Dataset excerpts:
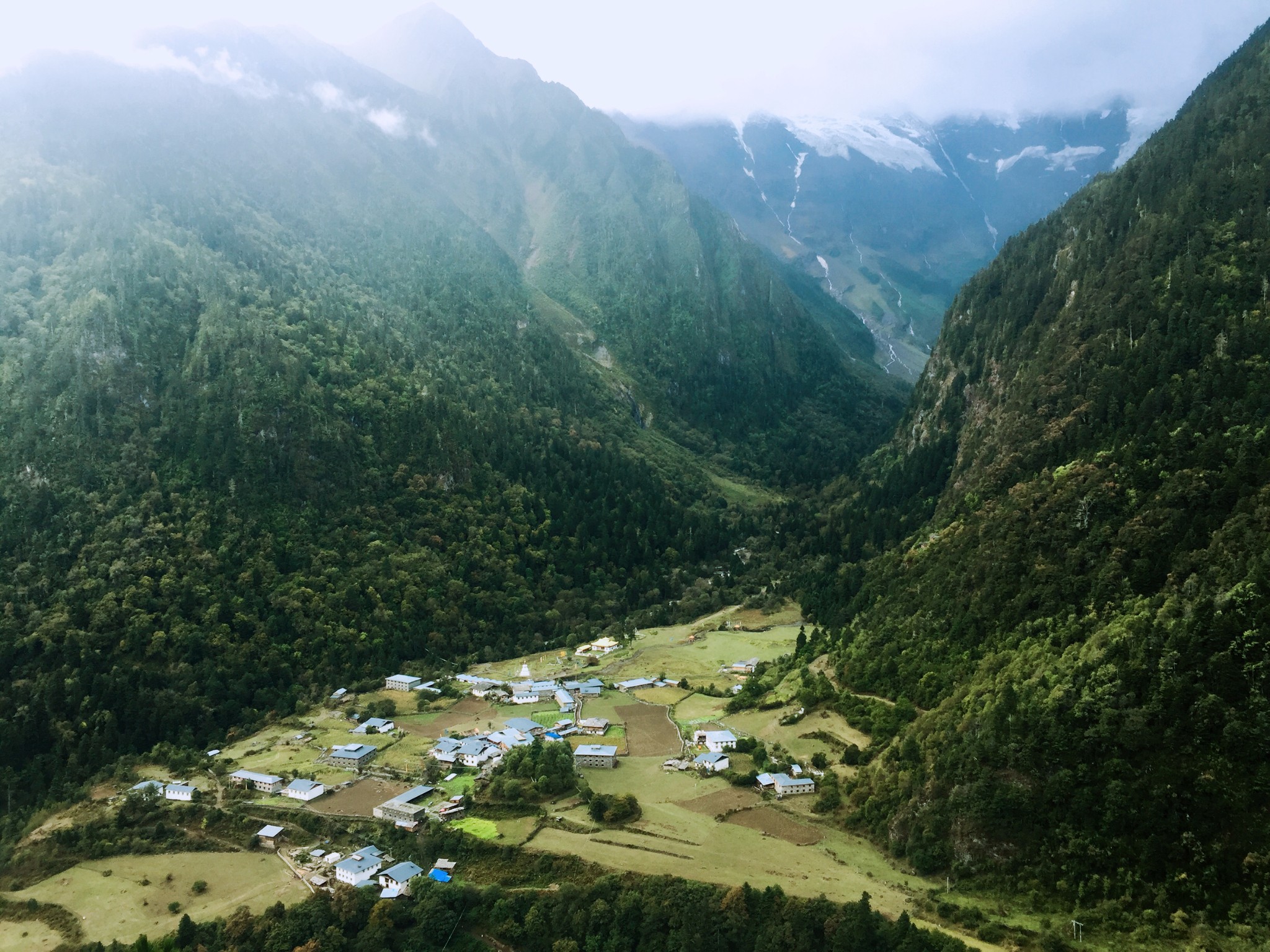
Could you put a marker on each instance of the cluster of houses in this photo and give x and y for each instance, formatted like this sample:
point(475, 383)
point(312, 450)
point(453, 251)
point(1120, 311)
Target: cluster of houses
point(408, 682)
point(784, 786)
point(479, 749)
point(173, 790)
point(371, 867)
point(299, 788)
point(567, 695)
point(408, 808)
point(593, 649)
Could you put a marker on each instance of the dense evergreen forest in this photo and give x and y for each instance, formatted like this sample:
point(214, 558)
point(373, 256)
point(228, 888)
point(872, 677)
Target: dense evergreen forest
point(280, 409)
point(1062, 552)
point(613, 913)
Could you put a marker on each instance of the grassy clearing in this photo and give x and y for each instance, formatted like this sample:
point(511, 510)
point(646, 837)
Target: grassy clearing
point(686, 840)
point(766, 725)
point(667, 650)
point(477, 827)
point(744, 494)
point(517, 831)
point(118, 907)
point(357, 800)
point(662, 696)
point(278, 751)
point(29, 937)
point(699, 708)
point(698, 660)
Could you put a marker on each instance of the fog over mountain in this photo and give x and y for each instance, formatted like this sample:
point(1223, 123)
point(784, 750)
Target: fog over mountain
point(890, 216)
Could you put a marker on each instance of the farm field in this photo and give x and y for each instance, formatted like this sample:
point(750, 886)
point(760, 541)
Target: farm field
point(470, 714)
point(662, 696)
point(678, 835)
point(766, 725)
point(699, 708)
point(118, 907)
point(649, 731)
point(358, 799)
point(277, 751)
point(29, 937)
point(667, 650)
point(477, 827)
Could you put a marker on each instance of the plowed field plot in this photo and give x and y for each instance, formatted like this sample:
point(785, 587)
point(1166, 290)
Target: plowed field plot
point(470, 714)
point(776, 824)
point(357, 800)
point(722, 801)
point(649, 731)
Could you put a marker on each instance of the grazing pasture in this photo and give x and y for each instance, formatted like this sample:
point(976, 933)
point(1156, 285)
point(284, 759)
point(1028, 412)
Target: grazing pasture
point(649, 731)
point(134, 897)
point(358, 799)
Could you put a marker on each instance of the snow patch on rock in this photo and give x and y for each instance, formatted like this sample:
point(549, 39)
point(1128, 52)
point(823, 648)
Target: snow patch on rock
point(869, 138)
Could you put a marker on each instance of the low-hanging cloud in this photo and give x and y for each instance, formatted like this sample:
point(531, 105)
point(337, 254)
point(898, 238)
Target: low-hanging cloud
point(729, 59)
point(388, 120)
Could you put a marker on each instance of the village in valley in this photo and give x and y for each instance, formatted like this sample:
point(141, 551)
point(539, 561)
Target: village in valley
point(647, 725)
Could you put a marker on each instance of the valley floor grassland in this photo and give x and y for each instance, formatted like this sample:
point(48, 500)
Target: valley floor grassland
point(29, 937)
point(358, 799)
point(118, 907)
point(278, 751)
point(678, 835)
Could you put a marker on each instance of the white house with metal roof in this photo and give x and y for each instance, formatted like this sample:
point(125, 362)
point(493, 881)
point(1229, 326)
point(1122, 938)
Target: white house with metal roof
point(445, 751)
point(637, 683)
point(399, 876)
point(304, 790)
point(711, 760)
point(406, 808)
point(402, 682)
point(475, 751)
point(379, 724)
point(360, 866)
point(785, 786)
point(596, 756)
point(352, 754)
point(270, 834)
point(525, 725)
point(716, 742)
point(267, 782)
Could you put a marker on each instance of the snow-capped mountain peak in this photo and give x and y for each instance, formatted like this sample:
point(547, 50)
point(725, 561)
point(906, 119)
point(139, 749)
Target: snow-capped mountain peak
point(888, 145)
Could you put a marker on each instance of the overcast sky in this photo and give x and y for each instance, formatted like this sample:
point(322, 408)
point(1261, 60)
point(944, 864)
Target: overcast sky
point(689, 59)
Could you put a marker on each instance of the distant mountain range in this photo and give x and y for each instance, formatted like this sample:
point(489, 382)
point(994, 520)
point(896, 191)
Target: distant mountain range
point(890, 216)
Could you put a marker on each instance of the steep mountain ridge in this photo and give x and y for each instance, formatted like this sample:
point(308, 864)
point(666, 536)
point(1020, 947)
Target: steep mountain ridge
point(889, 216)
point(665, 283)
point(1085, 604)
point(281, 410)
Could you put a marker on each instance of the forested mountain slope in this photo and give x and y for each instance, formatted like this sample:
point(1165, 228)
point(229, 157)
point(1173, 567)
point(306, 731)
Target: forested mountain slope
point(666, 283)
point(277, 412)
point(890, 216)
point(1085, 606)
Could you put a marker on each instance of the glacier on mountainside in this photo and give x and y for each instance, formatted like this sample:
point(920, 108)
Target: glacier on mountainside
point(1065, 159)
point(870, 138)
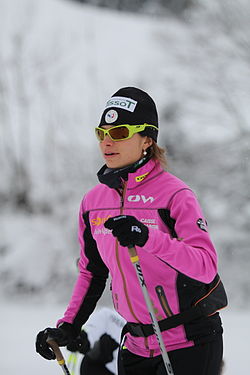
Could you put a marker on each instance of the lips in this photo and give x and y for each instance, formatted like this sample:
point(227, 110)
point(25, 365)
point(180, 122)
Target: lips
point(110, 154)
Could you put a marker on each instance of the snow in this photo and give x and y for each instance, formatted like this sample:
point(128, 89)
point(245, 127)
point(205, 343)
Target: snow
point(20, 323)
point(60, 62)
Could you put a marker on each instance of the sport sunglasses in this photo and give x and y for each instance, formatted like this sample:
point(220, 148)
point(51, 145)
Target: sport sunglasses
point(121, 132)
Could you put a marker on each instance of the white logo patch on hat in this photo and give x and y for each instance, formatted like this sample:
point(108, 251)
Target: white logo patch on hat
point(111, 116)
point(122, 102)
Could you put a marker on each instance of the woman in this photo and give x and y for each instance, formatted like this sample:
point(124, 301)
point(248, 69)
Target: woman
point(138, 203)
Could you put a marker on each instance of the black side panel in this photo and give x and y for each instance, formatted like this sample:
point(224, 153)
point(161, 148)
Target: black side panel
point(190, 291)
point(100, 274)
point(168, 220)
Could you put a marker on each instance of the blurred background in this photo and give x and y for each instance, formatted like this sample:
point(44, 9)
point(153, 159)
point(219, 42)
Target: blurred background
point(60, 61)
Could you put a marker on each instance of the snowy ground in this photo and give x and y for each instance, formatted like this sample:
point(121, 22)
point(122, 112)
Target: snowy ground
point(20, 323)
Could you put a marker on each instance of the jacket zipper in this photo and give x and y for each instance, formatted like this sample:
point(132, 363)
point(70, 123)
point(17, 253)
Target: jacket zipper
point(119, 263)
point(122, 274)
point(163, 300)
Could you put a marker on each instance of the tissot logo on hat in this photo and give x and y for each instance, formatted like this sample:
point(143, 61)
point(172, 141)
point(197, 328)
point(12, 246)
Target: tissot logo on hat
point(111, 116)
point(131, 106)
point(121, 102)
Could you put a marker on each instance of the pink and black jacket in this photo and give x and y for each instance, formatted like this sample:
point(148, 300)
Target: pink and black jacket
point(178, 261)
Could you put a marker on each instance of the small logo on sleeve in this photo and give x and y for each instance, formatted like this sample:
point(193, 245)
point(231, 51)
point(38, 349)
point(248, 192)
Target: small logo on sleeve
point(202, 224)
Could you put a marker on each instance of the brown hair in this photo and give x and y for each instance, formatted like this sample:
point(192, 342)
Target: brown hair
point(159, 153)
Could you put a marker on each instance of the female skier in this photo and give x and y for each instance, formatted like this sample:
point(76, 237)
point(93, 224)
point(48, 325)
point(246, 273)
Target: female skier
point(138, 203)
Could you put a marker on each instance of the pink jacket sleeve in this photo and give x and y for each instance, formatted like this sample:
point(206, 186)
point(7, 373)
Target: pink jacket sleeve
point(192, 253)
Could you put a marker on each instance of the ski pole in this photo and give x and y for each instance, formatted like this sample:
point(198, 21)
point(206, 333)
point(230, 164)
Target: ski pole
point(136, 262)
point(60, 359)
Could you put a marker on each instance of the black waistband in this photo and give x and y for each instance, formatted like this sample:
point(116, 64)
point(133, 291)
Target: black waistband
point(145, 330)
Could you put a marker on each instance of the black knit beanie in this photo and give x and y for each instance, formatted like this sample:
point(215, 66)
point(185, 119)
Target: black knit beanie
point(131, 106)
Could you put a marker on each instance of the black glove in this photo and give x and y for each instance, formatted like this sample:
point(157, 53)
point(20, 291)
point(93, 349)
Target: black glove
point(102, 350)
point(62, 336)
point(128, 230)
point(80, 344)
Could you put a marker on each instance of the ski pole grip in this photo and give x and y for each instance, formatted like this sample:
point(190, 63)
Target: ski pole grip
point(54, 346)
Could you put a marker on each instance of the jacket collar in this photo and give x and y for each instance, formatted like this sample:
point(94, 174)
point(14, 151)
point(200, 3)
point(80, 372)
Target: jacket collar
point(134, 173)
point(142, 175)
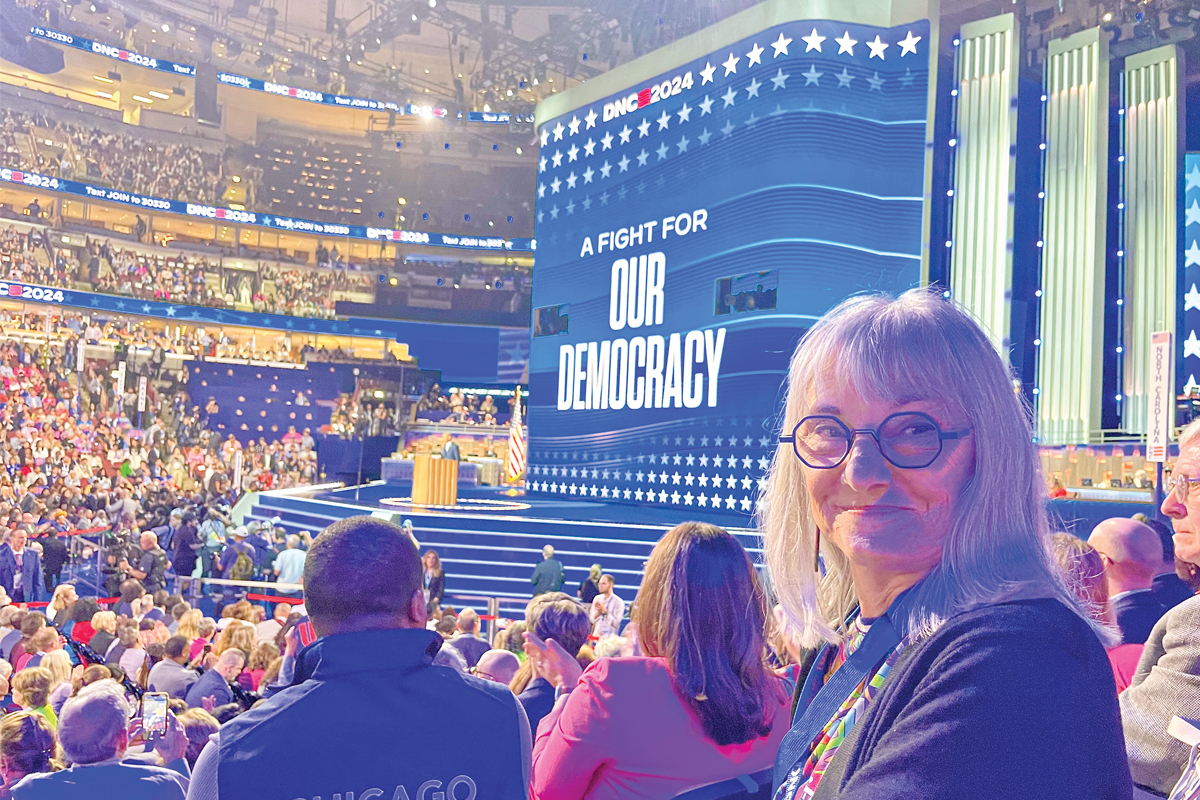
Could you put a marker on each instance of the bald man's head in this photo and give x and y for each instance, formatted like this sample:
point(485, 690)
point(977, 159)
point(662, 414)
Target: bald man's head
point(1132, 552)
point(498, 666)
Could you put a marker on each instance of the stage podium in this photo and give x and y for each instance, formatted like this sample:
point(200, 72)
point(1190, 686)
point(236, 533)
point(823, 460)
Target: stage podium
point(435, 481)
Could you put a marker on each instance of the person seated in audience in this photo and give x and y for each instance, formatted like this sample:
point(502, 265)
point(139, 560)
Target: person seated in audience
point(94, 739)
point(552, 615)
point(211, 689)
point(701, 705)
point(1084, 569)
point(31, 691)
point(1169, 588)
point(1168, 679)
point(371, 667)
point(1132, 557)
point(171, 674)
point(497, 666)
point(467, 639)
point(27, 747)
point(949, 644)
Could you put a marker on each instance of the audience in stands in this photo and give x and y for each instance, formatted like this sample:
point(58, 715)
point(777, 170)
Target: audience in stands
point(1168, 679)
point(951, 645)
point(363, 591)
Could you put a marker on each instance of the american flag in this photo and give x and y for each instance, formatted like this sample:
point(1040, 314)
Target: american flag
point(514, 463)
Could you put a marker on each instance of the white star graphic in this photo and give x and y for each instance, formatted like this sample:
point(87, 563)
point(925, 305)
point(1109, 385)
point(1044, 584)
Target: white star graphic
point(1192, 299)
point(813, 41)
point(1192, 346)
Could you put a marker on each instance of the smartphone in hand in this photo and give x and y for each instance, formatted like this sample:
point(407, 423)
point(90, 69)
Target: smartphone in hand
point(154, 714)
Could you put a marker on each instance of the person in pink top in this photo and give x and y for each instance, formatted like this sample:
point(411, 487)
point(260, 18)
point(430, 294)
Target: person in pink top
point(700, 707)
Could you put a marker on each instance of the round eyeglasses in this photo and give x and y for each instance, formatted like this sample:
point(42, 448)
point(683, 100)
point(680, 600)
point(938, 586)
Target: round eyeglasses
point(909, 440)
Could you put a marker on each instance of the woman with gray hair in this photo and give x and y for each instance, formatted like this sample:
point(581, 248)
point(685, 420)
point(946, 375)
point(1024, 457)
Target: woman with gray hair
point(94, 735)
point(946, 657)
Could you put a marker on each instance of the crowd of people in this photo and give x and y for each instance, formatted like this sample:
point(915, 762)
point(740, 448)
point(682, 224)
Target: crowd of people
point(172, 170)
point(919, 629)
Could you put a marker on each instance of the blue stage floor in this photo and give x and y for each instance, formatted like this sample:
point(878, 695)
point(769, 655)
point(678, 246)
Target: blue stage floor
point(538, 507)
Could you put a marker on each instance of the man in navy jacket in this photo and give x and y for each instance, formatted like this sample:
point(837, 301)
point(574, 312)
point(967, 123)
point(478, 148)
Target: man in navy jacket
point(21, 569)
point(383, 711)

Exercise aim: Look in the material above for the line with "Could you put a marker on each instance of the plowed" and the line with "point(139, 749)", and transcribe exactly those lines and all lines between them, nothing more.

Finished task:
Could you put a marker on each instance of the plowed field plot in this photo and give x and y for each instance, formatted like this sample:
point(785, 587)
point(1166, 290)
Target: plowed field plot
point(470, 714)
point(776, 824)
point(357, 800)
point(722, 801)
point(649, 731)
Could you put a marker on each instance of the grazing pasture in this photo and give x and y for each instance, formatted like this sample:
point(976, 933)
point(1156, 285)
point(284, 759)
point(1028, 412)
Target: grazing pasture
point(649, 731)
point(134, 897)
point(358, 799)
Could you put a marker on each instance of the snow patch on rock in this photo and give x and y for each instance, formatted like this sample:
point(549, 39)
point(1128, 52)
point(823, 648)
Target: snow patch on rock
point(869, 138)
Could you put a marker on each instance of the low-hanging cloud in this photo and give x and y for each instance, formatted like this sample:
point(531, 105)
point(337, 254)
point(898, 238)
Target: low-hanging cloud
point(729, 59)
point(388, 120)
Could you put a marker on each instance of the village in valley in this photo and give x and y for each instance, formatted like this sample:
point(141, 551)
point(539, 561)
Target: village in valley
point(647, 725)
Could you put a marker on each instance of the valley floor grassland in this photo and give x and y for each instance, formatted like this sample:
point(48, 500)
Target: valley floor grassland
point(29, 937)
point(358, 799)
point(118, 907)
point(278, 751)
point(678, 835)
Could you put a marker on each instance of the white house with metal roof in this photo and give x and y for each instance, formatted like this sample:
point(125, 362)
point(493, 881)
point(1229, 326)
point(1122, 938)
Target: white house with metal roof
point(445, 751)
point(637, 683)
point(399, 876)
point(304, 790)
point(711, 760)
point(406, 808)
point(402, 682)
point(475, 751)
point(379, 724)
point(360, 866)
point(785, 786)
point(596, 756)
point(352, 754)
point(270, 834)
point(525, 725)
point(716, 742)
point(267, 782)
Could you put a marker on each instance of the snow-capped mountain peak in this photo and give x and y for each instance, formatted like this sample:
point(547, 50)
point(725, 561)
point(906, 119)
point(139, 749)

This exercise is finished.